■ **INPUT RECORDS**:
——————
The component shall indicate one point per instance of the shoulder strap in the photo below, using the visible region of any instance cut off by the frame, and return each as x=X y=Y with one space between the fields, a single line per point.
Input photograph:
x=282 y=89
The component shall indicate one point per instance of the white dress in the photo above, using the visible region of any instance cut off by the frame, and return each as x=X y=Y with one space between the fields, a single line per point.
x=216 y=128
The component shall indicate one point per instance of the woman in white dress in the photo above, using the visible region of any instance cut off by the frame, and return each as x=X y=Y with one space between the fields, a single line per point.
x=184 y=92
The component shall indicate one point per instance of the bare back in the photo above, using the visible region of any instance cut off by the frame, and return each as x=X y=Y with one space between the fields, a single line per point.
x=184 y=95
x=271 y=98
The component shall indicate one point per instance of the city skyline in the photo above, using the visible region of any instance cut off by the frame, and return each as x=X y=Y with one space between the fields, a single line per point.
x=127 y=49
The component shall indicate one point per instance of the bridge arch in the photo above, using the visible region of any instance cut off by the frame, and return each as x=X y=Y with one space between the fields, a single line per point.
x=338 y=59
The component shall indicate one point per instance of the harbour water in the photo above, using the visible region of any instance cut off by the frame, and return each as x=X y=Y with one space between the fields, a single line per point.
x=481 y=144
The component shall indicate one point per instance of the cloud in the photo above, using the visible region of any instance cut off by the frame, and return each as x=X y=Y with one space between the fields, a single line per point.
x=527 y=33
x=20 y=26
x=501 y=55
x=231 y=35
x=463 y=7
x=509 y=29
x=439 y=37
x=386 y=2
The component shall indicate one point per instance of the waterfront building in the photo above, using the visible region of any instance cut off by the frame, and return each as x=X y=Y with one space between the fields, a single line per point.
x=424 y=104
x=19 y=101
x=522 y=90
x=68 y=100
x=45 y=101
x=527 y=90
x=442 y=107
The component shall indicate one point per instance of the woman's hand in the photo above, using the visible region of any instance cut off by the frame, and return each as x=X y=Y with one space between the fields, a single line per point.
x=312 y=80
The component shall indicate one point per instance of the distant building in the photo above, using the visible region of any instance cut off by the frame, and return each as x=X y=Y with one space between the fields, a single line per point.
——————
Rewrite the records above, swapping "component" for "module" everywhere and leaving everything else untouched.

■ **OUTPUT FOR THIS TASK**:
The module shall indicate one point per instance of the shoulder strap in the photo below, using the visible region of any instance cut off by the frame, and return each as x=X y=Y with one space between the fields, a single line per point.
Input photograph:
x=282 y=89
The module shall indicate one point per instance of the white dress in the photo above, using the visible region of any instance cut off by the frame, and return each as x=X y=Y with one space between the fields, a single line per point.
x=216 y=128
The module shall indicate one point per instance of the woman in white dress in the photo above, using the visible region of any instance cut off by the frame, and return each as x=X y=Y with one space between the fields, a single line per point.
x=184 y=92
The module shall indicate one point per instance of the bare back in the photo above, using the visible region of any instance cut off by the frame, and return each as x=X y=Y with one space between the fields, a single line per point.
x=184 y=95
x=271 y=98
The module shall indicate one point per instance of the city skyline in the photo above, using the visible region of any instance cut off by the frame, and return each as x=X y=Y with one space between the fields, a single line per point.
x=127 y=49
The module shall indicate one point per instance of the bridge arch in the photo above, using the visible region of any instance cut off by the frame, and return each as x=X y=Y with one space between the fields, a single line per point.
x=338 y=59
The module shall indicate one point per instance of the harbour water in the photo above, using the visible region of any instance cut off by the frame, and return each as x=X y=Y with one space between the fields, a single line per point.
x=481 y=144
The module shall indicate one point per instance of the cloud in the photo above, using the visible region of any instance cut off by the frame, and return each as x=X y=Y with one space between the fields, a single line per point.
x=527 y=33
x=20 y=26
x=501 y=55
x=231 y=35
x=463 y=7
x=509 y=29
x=439 y=37
x=386 y=2
The module shall indicate one point per instance of the waterfront building in the photo above, using the visible region of any instance cut off by the frame, and return each as x=X y=Y with one space between the fields, a single line per point.
x=424 y=104
x=19 y=101
x=522 y=90
x=68 y=100
x=45 y=101
x=527 y=90
x=442 y=107
The module shall indicate one point per instance of the woman's hand in the photo above, using the visible region of any instance cut off by the frame, and return each as x=X y=Y with one space between the fields, a single line per point.
x=312 y=80
The module shall indicate one point per instance of the distant building in the photo above, using the visible region of any instance cut off by the frame, and return each as x=X y=Y with one space between the fields, a single line per point.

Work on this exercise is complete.